┌─ MATERIAL TO PROCESS
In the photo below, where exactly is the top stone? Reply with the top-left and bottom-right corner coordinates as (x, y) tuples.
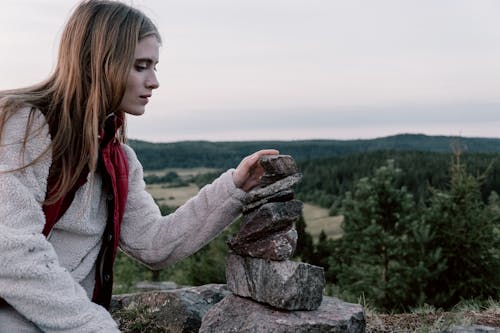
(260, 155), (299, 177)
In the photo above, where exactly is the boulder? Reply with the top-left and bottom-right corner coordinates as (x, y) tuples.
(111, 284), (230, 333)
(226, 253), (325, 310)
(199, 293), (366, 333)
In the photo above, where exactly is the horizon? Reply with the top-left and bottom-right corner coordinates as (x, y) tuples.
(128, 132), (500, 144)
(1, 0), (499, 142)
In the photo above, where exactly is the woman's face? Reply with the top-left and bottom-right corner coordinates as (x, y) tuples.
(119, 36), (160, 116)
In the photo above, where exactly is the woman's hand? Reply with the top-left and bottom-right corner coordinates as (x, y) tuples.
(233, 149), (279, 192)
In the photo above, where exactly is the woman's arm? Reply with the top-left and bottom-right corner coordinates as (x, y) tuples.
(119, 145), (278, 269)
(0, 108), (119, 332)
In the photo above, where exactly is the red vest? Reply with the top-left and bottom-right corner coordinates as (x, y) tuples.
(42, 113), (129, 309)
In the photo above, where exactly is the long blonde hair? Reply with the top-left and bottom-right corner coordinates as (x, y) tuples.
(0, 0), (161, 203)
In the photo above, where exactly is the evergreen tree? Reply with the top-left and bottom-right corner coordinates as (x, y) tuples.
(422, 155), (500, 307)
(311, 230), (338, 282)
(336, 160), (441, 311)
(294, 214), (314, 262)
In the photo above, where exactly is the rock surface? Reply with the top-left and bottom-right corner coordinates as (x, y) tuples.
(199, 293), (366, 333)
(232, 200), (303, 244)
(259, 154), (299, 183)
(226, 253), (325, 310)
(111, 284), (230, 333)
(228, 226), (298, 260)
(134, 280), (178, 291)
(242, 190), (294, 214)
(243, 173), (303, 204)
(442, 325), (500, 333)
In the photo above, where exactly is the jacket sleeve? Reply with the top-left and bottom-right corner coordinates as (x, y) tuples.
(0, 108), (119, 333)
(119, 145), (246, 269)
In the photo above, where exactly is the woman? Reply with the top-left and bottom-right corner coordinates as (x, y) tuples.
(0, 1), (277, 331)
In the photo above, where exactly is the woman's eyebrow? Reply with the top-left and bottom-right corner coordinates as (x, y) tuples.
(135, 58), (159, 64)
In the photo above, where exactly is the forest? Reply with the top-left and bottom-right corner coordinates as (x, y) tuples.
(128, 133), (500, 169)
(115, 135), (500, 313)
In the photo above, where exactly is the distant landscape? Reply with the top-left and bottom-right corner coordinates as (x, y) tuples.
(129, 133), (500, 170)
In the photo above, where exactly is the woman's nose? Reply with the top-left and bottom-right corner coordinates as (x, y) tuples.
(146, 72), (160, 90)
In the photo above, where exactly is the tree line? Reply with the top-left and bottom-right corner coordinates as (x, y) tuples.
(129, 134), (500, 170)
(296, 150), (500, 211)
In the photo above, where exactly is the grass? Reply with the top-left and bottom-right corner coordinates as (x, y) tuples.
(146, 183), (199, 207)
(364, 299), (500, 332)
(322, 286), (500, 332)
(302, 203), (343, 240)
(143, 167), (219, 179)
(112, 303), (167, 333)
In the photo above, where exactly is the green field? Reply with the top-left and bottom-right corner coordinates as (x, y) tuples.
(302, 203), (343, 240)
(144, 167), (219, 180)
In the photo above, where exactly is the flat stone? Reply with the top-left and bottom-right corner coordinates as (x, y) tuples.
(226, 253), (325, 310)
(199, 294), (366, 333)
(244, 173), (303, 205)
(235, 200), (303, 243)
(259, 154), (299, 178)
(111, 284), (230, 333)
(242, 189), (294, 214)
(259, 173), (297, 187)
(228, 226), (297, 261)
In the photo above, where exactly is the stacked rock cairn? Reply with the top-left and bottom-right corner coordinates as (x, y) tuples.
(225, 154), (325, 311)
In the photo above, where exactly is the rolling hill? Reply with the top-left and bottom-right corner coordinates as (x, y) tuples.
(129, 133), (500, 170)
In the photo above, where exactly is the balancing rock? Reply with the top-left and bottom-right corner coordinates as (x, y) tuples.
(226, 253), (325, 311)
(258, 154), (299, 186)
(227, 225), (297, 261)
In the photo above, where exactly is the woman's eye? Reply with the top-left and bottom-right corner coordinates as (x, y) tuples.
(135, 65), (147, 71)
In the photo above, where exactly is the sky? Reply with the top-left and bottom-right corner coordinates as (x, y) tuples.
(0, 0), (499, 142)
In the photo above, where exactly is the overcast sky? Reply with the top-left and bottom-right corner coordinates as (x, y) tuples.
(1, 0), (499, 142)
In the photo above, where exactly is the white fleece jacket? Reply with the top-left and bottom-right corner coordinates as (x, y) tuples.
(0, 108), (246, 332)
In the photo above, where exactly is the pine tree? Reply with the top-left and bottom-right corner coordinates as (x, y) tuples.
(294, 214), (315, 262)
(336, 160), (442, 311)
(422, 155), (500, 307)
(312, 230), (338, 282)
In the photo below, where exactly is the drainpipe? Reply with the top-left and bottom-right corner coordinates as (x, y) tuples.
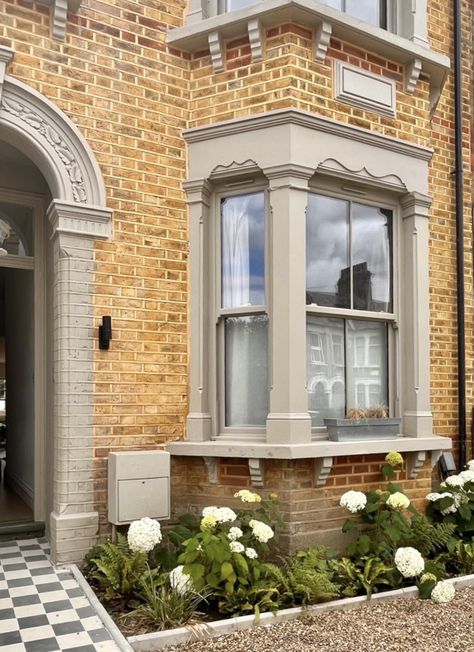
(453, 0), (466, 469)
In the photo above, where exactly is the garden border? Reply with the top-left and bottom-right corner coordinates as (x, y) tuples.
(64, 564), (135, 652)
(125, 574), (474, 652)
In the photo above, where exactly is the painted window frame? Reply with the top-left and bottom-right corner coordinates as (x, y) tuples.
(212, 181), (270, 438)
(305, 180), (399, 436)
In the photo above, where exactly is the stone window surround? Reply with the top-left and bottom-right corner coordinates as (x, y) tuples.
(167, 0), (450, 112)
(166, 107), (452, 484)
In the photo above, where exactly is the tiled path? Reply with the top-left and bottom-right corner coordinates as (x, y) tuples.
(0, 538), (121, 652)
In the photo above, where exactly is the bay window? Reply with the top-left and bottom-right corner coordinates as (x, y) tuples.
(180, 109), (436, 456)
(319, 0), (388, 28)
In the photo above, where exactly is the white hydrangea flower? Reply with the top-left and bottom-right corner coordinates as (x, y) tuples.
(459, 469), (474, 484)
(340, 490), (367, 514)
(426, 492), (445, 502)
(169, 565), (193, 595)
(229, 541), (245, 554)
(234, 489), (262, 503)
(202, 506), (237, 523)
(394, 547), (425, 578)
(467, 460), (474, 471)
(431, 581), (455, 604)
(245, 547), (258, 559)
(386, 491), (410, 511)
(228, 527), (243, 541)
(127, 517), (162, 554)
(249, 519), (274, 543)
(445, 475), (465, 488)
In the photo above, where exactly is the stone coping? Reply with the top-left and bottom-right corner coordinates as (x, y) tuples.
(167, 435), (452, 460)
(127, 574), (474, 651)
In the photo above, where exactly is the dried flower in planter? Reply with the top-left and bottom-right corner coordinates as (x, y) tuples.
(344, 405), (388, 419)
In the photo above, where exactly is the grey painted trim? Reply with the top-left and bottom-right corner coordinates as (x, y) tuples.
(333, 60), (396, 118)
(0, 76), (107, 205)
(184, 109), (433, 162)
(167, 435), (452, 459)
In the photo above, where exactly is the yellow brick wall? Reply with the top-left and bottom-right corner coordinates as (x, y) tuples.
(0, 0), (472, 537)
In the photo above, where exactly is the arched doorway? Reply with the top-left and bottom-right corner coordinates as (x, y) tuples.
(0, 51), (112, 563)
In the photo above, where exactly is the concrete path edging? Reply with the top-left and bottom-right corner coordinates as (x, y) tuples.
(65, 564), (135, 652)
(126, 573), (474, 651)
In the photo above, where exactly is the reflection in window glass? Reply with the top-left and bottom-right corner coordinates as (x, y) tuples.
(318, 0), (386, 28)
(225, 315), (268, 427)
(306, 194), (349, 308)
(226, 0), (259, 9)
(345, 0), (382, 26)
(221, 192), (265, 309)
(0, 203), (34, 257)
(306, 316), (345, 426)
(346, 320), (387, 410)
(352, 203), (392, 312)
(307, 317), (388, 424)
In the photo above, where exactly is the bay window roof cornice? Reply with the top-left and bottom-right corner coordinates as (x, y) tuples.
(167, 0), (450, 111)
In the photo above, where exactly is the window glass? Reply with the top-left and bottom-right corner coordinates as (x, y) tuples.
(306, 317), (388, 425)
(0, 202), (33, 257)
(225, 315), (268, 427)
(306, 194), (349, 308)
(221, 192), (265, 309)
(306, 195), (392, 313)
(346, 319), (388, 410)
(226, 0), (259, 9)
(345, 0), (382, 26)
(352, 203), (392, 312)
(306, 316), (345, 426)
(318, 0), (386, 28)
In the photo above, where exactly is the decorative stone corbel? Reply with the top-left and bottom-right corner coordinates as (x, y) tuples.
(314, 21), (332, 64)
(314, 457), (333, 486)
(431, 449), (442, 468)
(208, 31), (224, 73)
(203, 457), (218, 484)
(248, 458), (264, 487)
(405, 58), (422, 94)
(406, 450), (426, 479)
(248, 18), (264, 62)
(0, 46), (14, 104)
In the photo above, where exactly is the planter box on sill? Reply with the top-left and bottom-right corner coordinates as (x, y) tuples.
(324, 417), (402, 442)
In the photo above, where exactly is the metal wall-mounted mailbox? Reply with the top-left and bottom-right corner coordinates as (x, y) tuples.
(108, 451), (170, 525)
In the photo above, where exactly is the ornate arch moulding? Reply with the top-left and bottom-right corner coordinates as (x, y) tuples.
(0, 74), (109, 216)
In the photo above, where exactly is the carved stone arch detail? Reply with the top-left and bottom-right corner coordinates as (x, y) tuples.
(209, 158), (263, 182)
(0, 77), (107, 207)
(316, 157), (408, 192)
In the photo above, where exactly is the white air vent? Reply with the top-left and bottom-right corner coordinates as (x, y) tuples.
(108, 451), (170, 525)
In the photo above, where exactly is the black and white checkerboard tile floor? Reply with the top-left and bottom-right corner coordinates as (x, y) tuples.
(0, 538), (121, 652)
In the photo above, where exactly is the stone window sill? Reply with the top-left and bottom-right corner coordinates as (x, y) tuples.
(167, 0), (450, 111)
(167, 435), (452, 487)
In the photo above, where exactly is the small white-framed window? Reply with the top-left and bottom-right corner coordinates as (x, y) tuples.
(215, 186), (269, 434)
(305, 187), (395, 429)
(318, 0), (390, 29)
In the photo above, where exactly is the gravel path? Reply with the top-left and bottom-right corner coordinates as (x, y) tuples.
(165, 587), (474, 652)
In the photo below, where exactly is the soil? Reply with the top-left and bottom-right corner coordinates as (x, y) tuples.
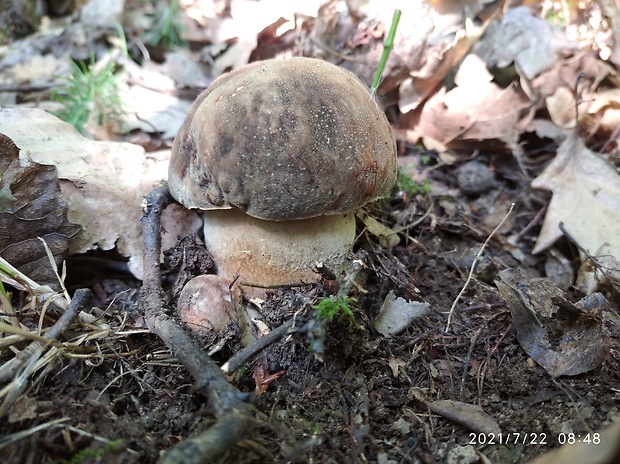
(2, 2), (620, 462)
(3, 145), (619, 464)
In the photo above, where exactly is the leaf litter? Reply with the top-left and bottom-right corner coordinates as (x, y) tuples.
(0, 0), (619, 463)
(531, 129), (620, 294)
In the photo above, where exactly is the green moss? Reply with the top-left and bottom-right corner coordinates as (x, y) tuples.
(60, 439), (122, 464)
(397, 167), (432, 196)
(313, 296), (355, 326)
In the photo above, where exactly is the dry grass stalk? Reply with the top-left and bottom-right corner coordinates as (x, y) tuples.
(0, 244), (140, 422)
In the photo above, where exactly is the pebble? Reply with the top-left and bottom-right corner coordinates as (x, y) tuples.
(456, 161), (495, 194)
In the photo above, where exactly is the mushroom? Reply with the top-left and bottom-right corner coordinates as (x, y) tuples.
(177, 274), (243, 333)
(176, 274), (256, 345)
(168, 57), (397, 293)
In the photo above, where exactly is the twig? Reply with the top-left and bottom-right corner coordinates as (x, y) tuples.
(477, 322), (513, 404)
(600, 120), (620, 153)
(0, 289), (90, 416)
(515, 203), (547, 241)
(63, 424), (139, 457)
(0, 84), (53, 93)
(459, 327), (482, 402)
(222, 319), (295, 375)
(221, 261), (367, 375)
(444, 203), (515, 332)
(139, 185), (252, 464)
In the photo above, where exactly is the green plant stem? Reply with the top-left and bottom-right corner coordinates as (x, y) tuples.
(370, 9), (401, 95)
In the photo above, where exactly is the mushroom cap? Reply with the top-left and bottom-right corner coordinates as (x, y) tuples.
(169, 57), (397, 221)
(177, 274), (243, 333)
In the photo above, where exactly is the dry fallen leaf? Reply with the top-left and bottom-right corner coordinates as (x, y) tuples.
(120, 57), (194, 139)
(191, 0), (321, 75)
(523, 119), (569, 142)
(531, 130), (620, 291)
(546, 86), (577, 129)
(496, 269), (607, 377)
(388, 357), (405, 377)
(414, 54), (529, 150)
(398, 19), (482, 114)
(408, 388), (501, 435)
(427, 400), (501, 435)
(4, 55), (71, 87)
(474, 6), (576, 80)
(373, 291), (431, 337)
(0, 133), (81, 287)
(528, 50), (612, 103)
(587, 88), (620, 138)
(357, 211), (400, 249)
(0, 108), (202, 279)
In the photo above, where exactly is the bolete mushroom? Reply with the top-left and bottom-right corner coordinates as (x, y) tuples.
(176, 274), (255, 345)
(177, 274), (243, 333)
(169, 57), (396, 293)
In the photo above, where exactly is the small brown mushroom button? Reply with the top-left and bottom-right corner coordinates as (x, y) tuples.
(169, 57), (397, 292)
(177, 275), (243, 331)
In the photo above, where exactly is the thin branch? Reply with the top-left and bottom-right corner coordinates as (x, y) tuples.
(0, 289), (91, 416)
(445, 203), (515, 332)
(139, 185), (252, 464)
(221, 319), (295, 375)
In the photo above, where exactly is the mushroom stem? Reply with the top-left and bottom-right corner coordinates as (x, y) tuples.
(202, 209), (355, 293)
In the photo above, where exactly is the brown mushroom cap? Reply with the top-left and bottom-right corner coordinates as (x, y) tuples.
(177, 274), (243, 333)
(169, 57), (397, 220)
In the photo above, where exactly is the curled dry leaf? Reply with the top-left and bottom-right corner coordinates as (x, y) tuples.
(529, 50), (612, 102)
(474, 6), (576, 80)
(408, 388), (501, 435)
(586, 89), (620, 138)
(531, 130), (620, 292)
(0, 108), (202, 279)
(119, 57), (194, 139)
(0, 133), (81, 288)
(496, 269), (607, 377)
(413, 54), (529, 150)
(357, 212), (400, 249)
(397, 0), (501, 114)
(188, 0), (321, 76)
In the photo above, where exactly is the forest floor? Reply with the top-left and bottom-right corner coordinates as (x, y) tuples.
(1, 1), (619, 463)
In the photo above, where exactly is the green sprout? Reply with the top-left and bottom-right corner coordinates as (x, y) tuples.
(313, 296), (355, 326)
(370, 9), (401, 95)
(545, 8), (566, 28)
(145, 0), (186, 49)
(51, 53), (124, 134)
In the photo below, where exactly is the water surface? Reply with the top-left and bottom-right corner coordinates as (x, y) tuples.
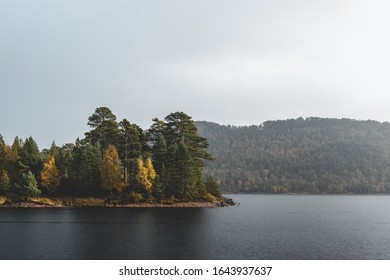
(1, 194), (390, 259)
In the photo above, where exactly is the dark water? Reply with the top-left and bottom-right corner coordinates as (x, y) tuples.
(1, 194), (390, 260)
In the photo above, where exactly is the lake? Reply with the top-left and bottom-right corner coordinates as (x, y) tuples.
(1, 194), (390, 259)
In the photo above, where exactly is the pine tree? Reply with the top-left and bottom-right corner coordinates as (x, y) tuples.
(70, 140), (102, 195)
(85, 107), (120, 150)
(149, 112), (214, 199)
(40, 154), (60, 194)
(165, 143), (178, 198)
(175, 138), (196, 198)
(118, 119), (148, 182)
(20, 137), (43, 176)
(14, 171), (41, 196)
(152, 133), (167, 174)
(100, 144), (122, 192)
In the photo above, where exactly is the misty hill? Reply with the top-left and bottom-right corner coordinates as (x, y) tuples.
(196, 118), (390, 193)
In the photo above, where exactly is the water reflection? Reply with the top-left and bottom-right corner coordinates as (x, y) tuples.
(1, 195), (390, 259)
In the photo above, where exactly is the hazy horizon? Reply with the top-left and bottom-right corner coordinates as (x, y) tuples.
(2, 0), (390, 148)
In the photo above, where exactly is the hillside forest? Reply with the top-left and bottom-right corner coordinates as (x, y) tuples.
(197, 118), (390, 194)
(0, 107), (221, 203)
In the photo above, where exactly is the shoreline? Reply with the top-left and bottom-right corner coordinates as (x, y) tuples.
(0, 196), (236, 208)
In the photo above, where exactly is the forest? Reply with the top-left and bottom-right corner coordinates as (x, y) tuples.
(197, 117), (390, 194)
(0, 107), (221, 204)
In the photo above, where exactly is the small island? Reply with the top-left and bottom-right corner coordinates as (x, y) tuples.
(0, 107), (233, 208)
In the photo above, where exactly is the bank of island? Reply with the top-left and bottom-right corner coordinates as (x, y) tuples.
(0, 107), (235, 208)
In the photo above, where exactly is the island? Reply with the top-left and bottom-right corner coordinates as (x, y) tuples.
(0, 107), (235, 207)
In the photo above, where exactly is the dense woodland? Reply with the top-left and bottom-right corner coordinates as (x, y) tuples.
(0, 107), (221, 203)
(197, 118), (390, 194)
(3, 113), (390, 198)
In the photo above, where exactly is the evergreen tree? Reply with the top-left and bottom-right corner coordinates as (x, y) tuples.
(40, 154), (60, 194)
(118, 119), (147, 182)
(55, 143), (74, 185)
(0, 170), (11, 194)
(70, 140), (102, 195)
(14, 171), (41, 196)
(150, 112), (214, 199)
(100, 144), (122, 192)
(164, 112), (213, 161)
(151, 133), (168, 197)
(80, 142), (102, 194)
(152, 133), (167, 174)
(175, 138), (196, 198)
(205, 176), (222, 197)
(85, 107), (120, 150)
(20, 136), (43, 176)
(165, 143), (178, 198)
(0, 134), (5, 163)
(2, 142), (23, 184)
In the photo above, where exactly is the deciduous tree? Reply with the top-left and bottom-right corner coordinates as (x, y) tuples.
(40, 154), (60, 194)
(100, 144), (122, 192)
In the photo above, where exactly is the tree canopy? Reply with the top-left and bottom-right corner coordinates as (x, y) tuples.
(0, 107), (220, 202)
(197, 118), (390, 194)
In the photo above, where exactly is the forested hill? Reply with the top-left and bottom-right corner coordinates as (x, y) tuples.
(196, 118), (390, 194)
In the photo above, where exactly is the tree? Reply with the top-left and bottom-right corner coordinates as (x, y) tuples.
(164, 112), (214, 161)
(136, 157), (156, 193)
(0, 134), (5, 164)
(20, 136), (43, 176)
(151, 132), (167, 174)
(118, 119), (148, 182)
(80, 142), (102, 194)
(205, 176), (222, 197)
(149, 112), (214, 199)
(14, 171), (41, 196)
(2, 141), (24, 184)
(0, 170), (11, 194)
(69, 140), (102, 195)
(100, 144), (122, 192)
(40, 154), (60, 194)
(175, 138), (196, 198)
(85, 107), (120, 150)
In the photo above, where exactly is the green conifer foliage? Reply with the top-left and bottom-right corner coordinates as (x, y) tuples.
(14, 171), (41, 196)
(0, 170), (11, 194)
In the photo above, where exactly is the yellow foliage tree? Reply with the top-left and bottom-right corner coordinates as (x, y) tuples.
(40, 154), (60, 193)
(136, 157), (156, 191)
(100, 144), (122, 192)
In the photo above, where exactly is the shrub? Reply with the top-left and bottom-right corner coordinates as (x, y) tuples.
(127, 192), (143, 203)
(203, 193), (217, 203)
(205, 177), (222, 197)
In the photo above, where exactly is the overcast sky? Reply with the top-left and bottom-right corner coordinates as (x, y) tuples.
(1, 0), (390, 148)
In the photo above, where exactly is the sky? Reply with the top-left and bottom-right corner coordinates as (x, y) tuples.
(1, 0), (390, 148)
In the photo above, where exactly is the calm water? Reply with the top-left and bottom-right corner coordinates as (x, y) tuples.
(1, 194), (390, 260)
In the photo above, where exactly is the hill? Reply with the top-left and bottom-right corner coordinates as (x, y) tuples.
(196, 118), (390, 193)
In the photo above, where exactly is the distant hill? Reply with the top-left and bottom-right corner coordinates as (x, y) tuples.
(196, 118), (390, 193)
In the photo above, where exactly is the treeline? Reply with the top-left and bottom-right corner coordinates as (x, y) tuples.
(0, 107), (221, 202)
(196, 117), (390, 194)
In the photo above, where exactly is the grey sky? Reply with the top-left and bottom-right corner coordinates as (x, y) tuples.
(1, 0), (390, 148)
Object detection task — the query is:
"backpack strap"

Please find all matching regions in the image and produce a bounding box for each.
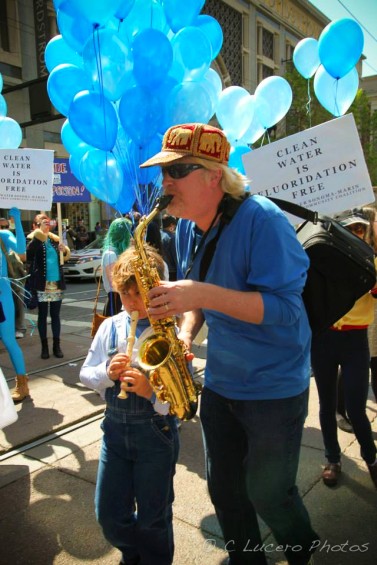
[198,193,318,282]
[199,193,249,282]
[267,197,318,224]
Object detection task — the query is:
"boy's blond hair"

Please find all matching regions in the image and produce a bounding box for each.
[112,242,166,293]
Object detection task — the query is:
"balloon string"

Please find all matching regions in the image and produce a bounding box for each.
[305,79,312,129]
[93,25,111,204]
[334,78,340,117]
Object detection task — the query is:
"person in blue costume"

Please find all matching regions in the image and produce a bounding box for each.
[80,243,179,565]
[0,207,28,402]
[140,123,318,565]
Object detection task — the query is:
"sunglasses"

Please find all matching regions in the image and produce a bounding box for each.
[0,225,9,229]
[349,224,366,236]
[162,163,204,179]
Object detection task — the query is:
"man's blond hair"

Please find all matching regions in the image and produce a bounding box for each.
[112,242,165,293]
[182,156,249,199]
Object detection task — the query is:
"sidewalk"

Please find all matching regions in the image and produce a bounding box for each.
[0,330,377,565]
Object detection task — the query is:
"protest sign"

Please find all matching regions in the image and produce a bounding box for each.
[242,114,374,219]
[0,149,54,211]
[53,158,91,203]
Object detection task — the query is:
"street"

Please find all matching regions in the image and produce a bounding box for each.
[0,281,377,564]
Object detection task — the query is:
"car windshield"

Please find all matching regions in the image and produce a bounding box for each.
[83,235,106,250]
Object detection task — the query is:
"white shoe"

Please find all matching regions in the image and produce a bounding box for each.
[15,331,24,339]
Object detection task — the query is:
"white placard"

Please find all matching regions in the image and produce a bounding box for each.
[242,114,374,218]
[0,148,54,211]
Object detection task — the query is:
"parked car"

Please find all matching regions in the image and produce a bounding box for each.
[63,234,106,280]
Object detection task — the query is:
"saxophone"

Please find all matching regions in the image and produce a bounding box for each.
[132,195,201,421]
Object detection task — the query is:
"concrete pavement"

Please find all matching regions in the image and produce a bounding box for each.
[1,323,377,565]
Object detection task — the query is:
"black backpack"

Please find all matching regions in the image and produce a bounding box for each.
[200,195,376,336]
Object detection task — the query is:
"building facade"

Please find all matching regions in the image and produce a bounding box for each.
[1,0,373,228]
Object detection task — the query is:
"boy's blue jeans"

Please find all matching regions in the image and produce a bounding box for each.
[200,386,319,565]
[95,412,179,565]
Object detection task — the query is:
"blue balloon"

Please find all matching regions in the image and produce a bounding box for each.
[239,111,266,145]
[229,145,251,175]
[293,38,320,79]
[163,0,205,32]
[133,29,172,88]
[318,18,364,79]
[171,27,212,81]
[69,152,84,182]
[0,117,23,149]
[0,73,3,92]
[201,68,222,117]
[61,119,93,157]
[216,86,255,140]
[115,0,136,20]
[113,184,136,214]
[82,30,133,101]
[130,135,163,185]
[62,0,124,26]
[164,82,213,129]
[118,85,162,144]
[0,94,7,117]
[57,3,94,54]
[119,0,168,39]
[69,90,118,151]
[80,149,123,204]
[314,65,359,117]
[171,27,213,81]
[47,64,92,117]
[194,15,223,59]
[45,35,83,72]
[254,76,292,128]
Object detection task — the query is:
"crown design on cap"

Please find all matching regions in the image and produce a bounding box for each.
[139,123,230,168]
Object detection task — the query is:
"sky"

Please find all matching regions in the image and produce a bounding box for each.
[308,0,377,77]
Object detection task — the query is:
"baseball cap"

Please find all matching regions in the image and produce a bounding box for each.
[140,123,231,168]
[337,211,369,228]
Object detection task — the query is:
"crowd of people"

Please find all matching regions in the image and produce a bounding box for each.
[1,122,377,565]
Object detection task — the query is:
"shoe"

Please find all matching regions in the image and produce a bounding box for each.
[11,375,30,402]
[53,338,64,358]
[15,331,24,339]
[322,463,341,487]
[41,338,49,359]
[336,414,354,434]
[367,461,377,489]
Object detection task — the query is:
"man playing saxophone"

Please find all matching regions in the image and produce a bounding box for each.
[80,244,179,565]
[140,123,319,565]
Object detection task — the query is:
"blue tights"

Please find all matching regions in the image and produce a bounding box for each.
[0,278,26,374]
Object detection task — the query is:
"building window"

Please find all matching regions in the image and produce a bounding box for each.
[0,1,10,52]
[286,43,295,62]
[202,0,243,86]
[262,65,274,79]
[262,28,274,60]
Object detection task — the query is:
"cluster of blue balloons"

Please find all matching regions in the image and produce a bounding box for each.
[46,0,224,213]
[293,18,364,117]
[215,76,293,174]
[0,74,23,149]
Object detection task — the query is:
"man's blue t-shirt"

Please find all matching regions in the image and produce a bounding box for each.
└─
[PROBLEM REQUIREMENTS] The answer must consist of every line from the entries that holds the string "blue".

[RESPONSE AREA]
"person in blue costume"
"boy's blue jeans"
"blue balloon"
"blue tights"
"cluster of blue balloons"
"man's blue t-shirt"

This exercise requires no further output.